-- Start SELECTED TEXT --

AUTOMATION TESTING - Technology SELENIUM L1

Question.
While using the accessor commands, if you want to initialize a variable and assign a value onto it, then we could use the
a) store command
b) init command
c) echo command
d) create command

Answer: store command

Question.
Which pane of the Selenium IDE provides the insight of current execution in the usage and form of messages and assists us to debug the concerns in case test case if execution fails?
a) Address Bar Pane
b) Test Case Pane
c) Log Pane
d) Error Pane

Answer: Log Pane

Question.
Each Selenium IDE test step can be divided into 3 components. What are they?
a) Command, Value, and Type
b) Command, Target, and Type
d) Command, Type, and Value
d) Command, Target, and Value

Answer: Command, Target, and Value

Question.
What would be correct selenese command, target and value if we want to enter the value 'steve@gmail.com' for id=email ?
a) Command -> enter Target -> id=email Value -> steve@gmail.com
b) Command -> enter Target -> steve@gmail.com Value -> id=email
c) Command -> type Target -> steve@gmail.com Value -> id=email
d) Command -> type Target -> id=email Value -> steve@gmail.com

Answer: Command -> type Target -> id=email Value -> steve@gmail.com

Question.
Every action/command that we use in the Selenium IDE is internally designed and developed as a function of
a) HTML function
b) Java function
c) XML function
d) JavaScript function

Answer: JavaScript function

Question.
Selenium IDE has a color coding component for reporting purpose. When the execution is done, what color is the test case marked in to signify the successful run of it?
a) Red
b) Purple
c) Blue
d) Green

Answer: Green

Question.
Which option of Selenium IDE can be used to ascertain that the locator value provided in the Target text box is indeed correct and identifies that designated web element on the GUI?
a) Search button
b) Find button
c) Select button
d) View button

Answer: Find button

Question.
Which of the statements describe assertTitle and verifyTitle commands correctly?
a) assertTitle will check that the title value has to be correct. Otherwise, it fails and it ends the play of other added steps. On the other side verifyTitle will check that the title value has to be correct, but if incorrect, it marks it as failed but proceeds with other steps

b) assertTitle or verifyTitle works the same way to check whether the title value is correct. There is no difference between them.

c) assertTitle will check that the title value has to be correct. Otherwise, it marks it as failed but proceeds with other steps. On the other side, verifyTitle will check that the title value has to be correct. Otherwise, it terminates the play of other steps.

-- End SELECTED TEXT --
-- Start MATERIAL SHOWN --

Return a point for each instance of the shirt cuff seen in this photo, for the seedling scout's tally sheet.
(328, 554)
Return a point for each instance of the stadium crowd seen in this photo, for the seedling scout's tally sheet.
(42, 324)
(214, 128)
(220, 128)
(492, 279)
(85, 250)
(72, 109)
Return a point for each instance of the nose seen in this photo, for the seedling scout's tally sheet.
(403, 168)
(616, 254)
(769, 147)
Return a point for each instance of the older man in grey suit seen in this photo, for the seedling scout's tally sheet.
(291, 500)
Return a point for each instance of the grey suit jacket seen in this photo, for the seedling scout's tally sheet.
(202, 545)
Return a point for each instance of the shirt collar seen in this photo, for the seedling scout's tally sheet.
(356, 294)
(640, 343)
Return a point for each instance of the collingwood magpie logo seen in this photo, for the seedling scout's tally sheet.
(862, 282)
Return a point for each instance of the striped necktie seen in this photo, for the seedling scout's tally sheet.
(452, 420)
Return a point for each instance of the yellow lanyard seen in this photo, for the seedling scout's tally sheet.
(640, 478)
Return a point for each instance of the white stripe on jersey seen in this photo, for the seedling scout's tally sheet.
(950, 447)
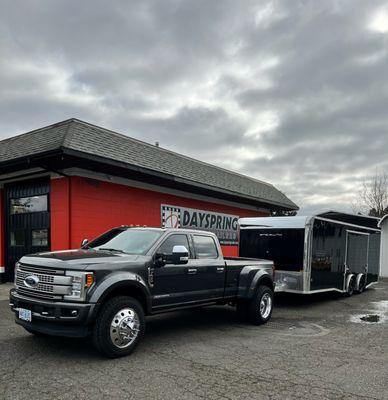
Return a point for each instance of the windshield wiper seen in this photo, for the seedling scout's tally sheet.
(109, 249)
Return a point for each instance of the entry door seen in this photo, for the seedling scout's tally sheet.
(27, 218)
(357, 247)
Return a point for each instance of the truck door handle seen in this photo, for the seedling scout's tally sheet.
(192, 271)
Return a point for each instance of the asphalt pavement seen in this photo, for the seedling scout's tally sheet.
(320, 347)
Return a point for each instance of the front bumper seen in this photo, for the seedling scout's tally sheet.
(54, 318)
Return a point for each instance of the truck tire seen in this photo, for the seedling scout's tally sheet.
(261, 306)
(119, 327)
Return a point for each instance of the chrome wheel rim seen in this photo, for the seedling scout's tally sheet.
(124, 328)
(265, 305)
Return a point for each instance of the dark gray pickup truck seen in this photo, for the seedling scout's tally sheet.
(106, 288)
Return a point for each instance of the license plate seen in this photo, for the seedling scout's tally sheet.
(25, 315)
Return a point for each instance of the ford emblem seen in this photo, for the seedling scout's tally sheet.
(31, 281)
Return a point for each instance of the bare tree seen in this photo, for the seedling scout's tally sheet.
(373, 197)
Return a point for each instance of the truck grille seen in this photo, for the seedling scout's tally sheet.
(52, 284)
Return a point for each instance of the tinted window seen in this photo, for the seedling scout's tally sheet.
(328, 249)
(173, 240)
(17, 238)
(205, 247)
(23, 205)
(132, 241)
(282, 246)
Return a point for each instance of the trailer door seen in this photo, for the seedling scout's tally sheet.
(357, 248)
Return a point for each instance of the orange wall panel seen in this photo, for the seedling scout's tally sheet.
(60, 213)
(86, 208)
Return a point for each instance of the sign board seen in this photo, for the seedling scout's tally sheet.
(225, 226)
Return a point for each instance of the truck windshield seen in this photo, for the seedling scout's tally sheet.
(131, 241)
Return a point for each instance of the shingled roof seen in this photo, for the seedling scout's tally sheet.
(87, 139)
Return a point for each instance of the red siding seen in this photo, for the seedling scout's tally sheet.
(98, 206)
(60, 214)
(2, 230)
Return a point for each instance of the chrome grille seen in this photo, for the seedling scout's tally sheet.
(39, 288)
(21, 274)
(52, 283)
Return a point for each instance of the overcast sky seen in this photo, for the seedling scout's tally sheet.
(291, 92)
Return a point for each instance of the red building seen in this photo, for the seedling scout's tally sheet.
(73, 180)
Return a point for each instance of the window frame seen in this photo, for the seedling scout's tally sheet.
(195, 250)
(13, 199)
(189, 248)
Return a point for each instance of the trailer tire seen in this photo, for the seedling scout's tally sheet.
(119, 327)
(261, 306)
(350, 287)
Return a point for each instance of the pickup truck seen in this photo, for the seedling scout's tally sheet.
(107, 287)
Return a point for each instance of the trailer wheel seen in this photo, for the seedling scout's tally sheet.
(350, 287)
(119, 327)
(360, 283)
(261, 306)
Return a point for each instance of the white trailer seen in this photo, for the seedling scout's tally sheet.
(383, 224)
(330, 251)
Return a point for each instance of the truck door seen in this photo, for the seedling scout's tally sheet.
(210, 266)
(174, 284)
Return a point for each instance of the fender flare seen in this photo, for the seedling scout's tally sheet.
(250, 279)
(117, 280)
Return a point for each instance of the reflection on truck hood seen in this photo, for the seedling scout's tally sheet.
(77, 259)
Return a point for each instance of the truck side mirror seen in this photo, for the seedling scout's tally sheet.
(180, 255)
(159, 260)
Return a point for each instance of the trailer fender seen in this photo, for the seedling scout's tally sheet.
(251, 278)
(360, 284)
(348, 279)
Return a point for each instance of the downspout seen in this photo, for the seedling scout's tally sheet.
(68, 199)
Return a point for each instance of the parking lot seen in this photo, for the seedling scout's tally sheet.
(317, 347)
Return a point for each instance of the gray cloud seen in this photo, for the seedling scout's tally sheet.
(291, 92)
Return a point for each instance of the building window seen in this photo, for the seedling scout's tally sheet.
(17, 238)
(24, 205)
(39, 237)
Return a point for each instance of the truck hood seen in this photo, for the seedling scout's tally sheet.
(79, 259)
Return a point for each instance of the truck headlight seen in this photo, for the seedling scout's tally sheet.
(80, 283)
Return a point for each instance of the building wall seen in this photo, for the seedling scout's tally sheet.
(96, 206)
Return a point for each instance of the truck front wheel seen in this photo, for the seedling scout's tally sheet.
(119, 326)
(261, 306)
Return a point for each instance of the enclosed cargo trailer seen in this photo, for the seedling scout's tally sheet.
(330, 251)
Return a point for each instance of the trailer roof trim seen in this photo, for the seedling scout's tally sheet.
(382, 220)
(299, 222)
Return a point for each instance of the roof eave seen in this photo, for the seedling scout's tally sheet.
(60, 155)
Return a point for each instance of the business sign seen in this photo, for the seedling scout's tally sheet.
(225, 226)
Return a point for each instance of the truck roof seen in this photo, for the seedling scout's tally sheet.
(180, 230)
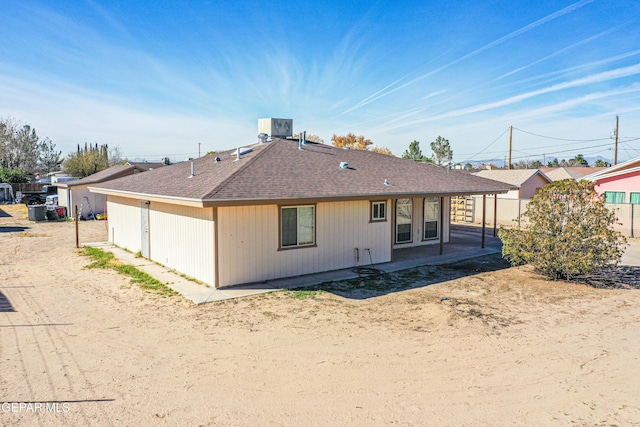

-- End MATERIAL SHOWN --

Extend the Selenium IDE quiz above, starting right after its last line.

[EXERCISE OUTPUT]
d) assertTitle checks whether web page title is correct whereas verifyTitle checks whether the web application title is correct

Answer: assertTitle will check that the title value has to be correct. Otherwise, it fails and it terminates the play of other steps. On the other side verifyTitle will check that the title value has to be correct, but if incorrect, it marks it as failed but proceeds with other steps

Question.
Which of the below is NOT an advantage of automated testing?
a) High ROI
b) Improves accuracy
c) Attended execution
d) Reduces human generated errors

Answer: Attended execution

Question.
Which of the options given is an 'Action' type of command of Selenese?
a) assertTitle
b) click
c) verifyTitle
d) waitFor

Answer: click

Question.
The technique or method used by the Selenium IDE to find and access a particular element on your web page is called
a) Recording technique
b) Playback technique
c) Locator strategy
d) User Experience strategy

Answer: Locator strategy

Question.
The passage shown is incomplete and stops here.